Start of THE DATA

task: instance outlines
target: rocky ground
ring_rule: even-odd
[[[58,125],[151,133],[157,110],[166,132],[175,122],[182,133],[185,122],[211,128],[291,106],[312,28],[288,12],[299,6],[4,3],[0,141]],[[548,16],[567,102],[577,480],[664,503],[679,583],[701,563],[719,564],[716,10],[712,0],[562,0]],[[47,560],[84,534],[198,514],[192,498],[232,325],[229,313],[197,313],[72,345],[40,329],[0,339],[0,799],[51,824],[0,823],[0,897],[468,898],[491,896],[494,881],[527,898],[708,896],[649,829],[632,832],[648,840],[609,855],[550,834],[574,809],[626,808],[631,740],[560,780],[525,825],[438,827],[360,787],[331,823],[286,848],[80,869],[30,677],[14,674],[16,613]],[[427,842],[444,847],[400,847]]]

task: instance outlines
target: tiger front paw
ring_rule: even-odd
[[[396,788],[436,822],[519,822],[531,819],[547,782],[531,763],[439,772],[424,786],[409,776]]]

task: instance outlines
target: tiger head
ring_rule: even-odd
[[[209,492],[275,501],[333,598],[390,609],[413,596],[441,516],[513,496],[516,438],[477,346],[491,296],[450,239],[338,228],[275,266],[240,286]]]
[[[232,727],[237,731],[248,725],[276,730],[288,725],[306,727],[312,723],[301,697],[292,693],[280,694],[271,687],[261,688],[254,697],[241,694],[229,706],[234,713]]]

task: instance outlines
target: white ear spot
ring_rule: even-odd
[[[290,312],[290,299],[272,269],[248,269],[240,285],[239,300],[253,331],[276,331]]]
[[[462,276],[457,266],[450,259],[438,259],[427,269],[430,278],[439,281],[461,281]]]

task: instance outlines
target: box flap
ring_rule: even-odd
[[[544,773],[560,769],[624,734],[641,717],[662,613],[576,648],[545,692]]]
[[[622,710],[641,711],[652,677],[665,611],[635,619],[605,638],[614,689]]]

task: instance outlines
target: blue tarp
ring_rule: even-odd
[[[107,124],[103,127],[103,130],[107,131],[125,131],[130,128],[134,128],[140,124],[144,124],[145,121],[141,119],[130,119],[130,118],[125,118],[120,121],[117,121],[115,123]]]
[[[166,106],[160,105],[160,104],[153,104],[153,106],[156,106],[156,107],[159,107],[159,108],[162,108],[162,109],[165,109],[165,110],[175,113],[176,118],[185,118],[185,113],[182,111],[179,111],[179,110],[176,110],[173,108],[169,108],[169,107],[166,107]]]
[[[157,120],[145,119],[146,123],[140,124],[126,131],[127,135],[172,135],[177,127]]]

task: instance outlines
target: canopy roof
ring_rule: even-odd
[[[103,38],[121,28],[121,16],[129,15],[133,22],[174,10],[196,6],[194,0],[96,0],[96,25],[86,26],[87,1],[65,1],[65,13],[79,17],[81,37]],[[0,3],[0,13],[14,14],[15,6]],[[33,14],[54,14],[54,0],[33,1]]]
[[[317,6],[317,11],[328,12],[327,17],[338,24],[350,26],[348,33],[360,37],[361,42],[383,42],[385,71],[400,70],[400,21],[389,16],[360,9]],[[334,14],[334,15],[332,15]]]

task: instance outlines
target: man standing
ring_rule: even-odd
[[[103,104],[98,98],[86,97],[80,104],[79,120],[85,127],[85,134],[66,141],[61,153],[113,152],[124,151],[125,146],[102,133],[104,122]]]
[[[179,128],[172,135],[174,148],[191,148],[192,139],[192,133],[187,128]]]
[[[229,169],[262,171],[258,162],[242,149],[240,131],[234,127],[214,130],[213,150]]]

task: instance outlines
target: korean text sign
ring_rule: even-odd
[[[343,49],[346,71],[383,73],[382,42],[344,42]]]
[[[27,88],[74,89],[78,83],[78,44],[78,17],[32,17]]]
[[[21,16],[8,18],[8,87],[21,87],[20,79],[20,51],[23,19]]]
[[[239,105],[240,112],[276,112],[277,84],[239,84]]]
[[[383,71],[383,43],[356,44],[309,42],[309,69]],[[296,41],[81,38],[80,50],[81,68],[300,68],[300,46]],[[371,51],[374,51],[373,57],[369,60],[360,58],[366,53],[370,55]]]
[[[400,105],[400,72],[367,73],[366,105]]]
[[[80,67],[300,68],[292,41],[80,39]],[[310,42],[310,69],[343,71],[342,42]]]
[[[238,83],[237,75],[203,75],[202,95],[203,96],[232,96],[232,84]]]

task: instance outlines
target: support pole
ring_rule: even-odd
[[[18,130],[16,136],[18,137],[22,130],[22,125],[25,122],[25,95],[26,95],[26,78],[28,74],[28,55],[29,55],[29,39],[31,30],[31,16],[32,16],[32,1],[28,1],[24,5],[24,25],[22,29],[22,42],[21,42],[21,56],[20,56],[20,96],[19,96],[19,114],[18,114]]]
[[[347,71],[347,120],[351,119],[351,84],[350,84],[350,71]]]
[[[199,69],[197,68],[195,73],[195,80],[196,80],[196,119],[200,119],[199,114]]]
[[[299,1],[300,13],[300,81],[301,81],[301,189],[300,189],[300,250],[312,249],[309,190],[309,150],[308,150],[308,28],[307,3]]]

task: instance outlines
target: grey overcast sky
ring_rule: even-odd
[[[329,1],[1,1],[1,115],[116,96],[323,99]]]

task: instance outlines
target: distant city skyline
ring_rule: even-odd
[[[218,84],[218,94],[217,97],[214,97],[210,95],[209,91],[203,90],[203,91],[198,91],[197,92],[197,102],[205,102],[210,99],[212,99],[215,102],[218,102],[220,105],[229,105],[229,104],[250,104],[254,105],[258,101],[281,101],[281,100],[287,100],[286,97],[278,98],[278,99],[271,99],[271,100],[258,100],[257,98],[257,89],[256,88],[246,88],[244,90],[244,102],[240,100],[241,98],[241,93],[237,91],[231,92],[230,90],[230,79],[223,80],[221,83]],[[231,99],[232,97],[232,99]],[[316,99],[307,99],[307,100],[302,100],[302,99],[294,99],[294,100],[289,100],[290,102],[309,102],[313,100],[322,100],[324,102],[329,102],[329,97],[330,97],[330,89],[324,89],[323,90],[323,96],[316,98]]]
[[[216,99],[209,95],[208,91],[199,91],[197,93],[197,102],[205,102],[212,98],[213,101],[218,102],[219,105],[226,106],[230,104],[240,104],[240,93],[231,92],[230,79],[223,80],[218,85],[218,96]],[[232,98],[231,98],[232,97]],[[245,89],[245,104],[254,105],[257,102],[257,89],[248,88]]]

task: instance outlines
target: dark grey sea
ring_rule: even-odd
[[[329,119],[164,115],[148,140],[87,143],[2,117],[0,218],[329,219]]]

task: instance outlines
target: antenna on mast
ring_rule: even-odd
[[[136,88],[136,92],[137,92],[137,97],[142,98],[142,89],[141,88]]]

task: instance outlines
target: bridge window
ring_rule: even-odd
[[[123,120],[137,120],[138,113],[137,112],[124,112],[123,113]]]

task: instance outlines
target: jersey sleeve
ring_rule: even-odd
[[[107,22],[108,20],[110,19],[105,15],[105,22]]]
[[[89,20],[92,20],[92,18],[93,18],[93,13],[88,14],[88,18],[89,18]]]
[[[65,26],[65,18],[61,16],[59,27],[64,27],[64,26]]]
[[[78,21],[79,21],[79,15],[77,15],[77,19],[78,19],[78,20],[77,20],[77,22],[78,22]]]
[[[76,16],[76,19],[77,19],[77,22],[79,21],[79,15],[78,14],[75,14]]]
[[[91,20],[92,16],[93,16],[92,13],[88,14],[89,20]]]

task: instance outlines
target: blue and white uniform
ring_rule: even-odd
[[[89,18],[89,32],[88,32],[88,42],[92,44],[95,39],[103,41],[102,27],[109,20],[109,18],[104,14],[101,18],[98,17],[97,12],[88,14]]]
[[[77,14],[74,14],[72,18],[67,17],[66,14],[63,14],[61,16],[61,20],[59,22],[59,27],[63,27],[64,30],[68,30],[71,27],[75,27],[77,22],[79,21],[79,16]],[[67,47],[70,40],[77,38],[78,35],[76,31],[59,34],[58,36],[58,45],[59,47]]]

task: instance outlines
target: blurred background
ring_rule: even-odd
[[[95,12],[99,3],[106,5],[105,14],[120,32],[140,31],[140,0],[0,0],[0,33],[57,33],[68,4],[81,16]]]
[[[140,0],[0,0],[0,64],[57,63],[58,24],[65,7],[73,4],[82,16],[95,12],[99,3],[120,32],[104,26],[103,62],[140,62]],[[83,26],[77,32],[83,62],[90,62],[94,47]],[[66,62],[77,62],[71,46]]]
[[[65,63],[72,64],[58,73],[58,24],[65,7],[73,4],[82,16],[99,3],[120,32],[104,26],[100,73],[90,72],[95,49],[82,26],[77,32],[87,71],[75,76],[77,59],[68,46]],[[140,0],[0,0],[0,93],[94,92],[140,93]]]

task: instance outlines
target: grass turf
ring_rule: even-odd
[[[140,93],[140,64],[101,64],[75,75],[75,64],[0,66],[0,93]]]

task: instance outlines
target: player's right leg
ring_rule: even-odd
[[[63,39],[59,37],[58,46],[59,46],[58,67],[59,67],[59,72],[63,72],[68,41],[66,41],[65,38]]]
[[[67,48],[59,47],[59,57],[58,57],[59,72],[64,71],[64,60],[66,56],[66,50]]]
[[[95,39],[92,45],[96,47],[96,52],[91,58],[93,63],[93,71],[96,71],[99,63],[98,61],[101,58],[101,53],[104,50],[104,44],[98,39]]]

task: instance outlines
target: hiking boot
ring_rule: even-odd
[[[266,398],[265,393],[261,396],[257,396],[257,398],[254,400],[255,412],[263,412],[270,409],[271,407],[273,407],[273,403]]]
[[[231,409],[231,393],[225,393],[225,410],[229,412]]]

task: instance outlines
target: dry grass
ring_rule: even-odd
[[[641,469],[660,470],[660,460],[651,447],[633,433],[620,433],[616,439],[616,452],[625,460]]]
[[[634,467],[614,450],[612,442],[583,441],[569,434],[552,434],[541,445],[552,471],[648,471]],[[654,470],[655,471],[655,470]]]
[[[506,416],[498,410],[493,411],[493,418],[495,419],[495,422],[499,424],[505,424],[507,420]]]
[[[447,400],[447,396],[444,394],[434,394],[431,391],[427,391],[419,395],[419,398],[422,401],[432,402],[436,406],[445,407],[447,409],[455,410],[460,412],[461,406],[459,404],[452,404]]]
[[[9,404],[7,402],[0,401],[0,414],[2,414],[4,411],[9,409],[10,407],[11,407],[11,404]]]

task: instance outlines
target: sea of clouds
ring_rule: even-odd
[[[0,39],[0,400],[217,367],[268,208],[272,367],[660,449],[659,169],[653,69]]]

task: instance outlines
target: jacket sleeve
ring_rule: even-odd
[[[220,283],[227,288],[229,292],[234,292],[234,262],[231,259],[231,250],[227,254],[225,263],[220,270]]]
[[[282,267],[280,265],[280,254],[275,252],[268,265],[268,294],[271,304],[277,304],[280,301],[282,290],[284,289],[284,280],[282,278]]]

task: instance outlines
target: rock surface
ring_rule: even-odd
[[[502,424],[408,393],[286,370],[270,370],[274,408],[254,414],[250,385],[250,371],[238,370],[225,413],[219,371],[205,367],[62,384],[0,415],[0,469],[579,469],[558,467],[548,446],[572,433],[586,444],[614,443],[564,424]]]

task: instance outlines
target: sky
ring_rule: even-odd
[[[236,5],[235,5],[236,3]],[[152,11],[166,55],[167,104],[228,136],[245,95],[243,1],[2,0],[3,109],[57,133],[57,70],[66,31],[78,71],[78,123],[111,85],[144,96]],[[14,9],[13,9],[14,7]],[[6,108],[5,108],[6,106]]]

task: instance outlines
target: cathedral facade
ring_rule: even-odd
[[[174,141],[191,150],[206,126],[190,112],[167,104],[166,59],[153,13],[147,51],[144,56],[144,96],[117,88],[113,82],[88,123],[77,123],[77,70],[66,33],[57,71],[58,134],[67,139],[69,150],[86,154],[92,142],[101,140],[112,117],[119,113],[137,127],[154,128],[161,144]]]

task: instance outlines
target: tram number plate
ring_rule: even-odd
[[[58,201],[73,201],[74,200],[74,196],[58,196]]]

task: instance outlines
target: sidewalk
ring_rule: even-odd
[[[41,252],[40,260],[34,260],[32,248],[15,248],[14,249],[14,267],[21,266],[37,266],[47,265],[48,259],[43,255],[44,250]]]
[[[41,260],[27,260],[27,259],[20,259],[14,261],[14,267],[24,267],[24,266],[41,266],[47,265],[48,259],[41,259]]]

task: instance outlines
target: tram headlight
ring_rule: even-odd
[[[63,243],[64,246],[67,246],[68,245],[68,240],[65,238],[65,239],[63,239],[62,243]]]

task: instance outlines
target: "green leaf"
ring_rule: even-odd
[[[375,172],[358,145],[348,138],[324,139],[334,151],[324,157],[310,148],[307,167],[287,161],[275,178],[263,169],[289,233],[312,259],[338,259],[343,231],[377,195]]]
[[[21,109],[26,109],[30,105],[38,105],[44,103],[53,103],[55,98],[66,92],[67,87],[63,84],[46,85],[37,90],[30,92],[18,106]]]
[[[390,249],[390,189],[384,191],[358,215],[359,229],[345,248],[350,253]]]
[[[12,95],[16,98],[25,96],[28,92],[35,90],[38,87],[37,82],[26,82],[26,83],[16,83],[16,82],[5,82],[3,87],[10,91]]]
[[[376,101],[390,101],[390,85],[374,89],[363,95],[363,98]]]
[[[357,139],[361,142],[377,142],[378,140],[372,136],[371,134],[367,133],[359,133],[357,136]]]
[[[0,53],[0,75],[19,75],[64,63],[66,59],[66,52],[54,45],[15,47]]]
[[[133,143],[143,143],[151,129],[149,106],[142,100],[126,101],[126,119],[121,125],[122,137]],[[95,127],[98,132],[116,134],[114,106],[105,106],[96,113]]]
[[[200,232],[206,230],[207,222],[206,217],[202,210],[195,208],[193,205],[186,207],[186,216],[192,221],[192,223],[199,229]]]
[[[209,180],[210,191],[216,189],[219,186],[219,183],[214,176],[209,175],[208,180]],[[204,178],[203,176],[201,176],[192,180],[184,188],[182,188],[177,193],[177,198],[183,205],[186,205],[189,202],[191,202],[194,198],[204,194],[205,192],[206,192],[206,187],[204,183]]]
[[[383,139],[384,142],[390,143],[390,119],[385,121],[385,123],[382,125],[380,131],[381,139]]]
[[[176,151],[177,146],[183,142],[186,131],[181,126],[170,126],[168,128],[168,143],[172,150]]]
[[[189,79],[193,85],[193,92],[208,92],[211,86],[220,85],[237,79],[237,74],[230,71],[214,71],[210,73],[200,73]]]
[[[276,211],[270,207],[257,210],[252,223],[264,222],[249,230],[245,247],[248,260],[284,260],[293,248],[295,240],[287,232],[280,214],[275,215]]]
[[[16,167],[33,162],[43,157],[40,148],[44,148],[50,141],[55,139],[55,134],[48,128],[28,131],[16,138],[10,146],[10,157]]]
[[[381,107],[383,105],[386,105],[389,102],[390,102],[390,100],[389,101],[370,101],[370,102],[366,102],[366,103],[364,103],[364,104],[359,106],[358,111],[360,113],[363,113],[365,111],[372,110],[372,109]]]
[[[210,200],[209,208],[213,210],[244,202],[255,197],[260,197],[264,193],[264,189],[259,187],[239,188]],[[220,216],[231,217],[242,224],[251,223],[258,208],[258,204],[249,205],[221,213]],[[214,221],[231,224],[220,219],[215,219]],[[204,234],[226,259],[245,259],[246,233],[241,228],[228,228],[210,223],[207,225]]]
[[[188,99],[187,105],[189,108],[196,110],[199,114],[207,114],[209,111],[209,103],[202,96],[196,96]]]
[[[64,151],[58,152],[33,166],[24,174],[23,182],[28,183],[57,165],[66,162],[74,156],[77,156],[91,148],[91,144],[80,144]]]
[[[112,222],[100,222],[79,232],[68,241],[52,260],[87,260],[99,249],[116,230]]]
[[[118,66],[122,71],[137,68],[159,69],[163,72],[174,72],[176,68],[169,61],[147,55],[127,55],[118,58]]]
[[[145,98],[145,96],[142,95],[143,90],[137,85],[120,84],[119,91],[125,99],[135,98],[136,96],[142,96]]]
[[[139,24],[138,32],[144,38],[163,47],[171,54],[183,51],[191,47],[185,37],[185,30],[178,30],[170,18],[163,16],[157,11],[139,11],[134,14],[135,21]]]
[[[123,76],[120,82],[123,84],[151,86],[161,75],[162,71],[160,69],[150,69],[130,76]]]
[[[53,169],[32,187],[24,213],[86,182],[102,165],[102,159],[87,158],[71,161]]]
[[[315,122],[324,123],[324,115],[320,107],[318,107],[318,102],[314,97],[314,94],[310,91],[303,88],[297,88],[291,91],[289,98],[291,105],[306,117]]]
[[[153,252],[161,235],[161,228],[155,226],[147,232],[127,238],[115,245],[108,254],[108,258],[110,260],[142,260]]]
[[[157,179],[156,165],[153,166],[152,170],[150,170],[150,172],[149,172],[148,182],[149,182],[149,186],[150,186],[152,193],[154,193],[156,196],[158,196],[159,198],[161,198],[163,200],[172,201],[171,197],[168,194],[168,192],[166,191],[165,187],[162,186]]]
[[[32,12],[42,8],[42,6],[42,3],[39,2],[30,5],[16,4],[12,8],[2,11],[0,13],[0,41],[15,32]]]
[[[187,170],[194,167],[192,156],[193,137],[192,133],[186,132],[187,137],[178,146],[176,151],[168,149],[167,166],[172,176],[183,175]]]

End of THE DATA

_PROMPT_:
Say how many lines in the entries include the word "white", with no text around the number.

_TASK OUTPUT_:
2